> Exercise 1
In the motorcycle trip account, write out the passage starting with "We unscrewed the" and going on through "on next trip.)", swapping "baling wire" for "copper wire".
> Exercise 2
According to the motorcycle trip account, what octane fuel do the BMW engines really need?
> Exercise 3
List every piece of equipment the motorcycle trip account says the road crew worker had.

Diny went off and found some rocks while Teresa and I unscrewed the tire. She returned and we hauled the bike up on one side of the kickstand and stabilized it with the rocks so we wouldn't get surprised by the 800 pound machine coming down on one of us as we worked on it.

We unscrewed the back part of the rear fender and fastened it in the up position with a bungee cord, and proceeded to remove the tire, which was easier than putting one back on, but isn't that always the case? In addition to the flat, one of the springs that held the brake drum together was dangling, the hook end of it having snapped off. Dismayed, we gave Jim Bryant a call. It turned out that the snapped spring was not on the critical side of the drum -- that is, the side that holds the two pieces closed. So we grabbed the baling wire and replaced the broken spring with that.

When we got the other one on we noticed, with more dismay, that it was not fully inflated. (Note to selves -- fully inflate spare tires before going on next trip.)

Just as we were about to follow her very very slowly down the road on the very inadequately inflated tire, I saw a guy on a moped coming our way. Luckily, he was employed as road crew for the aforementioned petrochemical plant. His equipment included a moped, a bright orange vest, a broom, a shovel, and a cell phone. In no time he'd called the vehicle repair crew, which was a guy in a vert battered up old moped who had a manual tire pump strapped to his back seat. Chinese AAA, we joked.

We tried to pay them but they wouldn't have any of it, so we started cautiously again down the road -- after Teresa had answered all their questions about our nationality, age, marital status, children, and what the heck we were doing all the way out here in the cold and we really should have been here two weeks ago instead. (How many times had we heard that, now?) Since he could only inflate the heavy tire to 20 pounds with the hand pump -- it needed 30 -- we followed Teresa to the next tiny little town where a mechanic interrupted his work on a diesel truck to inflate the tire with a compressor-fueled pump. Strangely, he seemed nonplussed to see us. Usually we get these blank stares until Teresa starts talking. And he mentioned that nobody ever sees foreigners in this area so please excuse the behavior of people who might seem curious. Then he went back to working on the truck. "Worldly guy," laughed Teresa.

We fueled up at the gas station across the street -- Teresa's Chang Jiang takes 93 octane but Diny and my (Jim's) BMW engines really need 97. Out here in the countryside it is difficult to get 97, so we get it when we can and use 93, and keep a can of 97 in Diny's trunk.

The gas station attendants recommended a restaurant at the end of town so we stopped there for a quick lunch of tofu sauteed with bok choy, potatoes and squash, and some unidentified chopped green vegetable. The men at the table next to us were cops, and talked very loudly to each other and on their cell phones. One of them smoked a cigarette from an ivory holder. Nobody really asked us any questions, or gathered around the bikes.

> Extracted material
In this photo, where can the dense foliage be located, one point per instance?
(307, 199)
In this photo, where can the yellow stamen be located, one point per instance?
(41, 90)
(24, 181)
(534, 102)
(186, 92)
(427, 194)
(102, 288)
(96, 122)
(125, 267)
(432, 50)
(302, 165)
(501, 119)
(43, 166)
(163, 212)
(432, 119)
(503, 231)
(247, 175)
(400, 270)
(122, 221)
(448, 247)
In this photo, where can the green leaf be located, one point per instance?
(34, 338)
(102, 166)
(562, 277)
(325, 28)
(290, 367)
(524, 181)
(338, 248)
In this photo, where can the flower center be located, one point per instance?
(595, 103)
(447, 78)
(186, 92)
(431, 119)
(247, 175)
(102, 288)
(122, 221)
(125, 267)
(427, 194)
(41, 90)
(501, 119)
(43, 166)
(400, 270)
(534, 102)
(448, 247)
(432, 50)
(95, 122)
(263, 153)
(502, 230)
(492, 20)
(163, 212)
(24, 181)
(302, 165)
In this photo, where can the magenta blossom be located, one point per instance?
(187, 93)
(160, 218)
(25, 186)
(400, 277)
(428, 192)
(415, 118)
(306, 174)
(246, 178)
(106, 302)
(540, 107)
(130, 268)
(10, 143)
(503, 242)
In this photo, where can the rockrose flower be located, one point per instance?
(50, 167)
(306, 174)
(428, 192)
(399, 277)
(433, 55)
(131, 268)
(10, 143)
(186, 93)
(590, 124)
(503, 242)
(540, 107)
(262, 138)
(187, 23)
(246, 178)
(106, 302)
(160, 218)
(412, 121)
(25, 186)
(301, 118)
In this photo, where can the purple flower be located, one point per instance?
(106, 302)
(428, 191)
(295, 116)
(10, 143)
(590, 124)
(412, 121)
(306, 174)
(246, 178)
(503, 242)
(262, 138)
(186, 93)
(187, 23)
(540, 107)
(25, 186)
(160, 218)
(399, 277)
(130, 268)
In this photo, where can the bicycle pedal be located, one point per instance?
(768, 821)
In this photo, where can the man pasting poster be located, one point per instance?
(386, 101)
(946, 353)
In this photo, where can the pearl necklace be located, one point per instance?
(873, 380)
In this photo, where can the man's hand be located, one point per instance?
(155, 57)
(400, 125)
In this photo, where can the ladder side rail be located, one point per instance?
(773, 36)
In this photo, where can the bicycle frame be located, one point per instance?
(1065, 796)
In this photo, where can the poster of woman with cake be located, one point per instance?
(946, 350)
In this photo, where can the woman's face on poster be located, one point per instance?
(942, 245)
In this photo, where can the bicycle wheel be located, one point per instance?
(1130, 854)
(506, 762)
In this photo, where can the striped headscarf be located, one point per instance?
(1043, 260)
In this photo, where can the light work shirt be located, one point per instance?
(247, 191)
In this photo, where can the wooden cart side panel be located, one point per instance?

> Solution 1
We unscrewed the back part of the rear fender and fastened it in the up position with a bungee cord, and proceeded to remove the tire, which was easier than putting one back on, but isn't that always the case? In addition to the flat, one of the springs that held the brake drum together was dangling, the hook end of it having snapped off. Dismayed, we gave Jim Bryant a call. It turned out that the snapped spring was not on the critical side of the drum -- that is, the side that holds the two pieces closed. So we grabbed the copper wire and replaced the broken spring with that.

When we got the other one on we noticed, with more dismay, that it was not fully inflated. (Note to selves -- fully inflate spare tires before going on next trip.)

> Solution 2
97 octane

> Solution 3
A moped, a bright orange vest, a broom, a shovel, and a cell phone.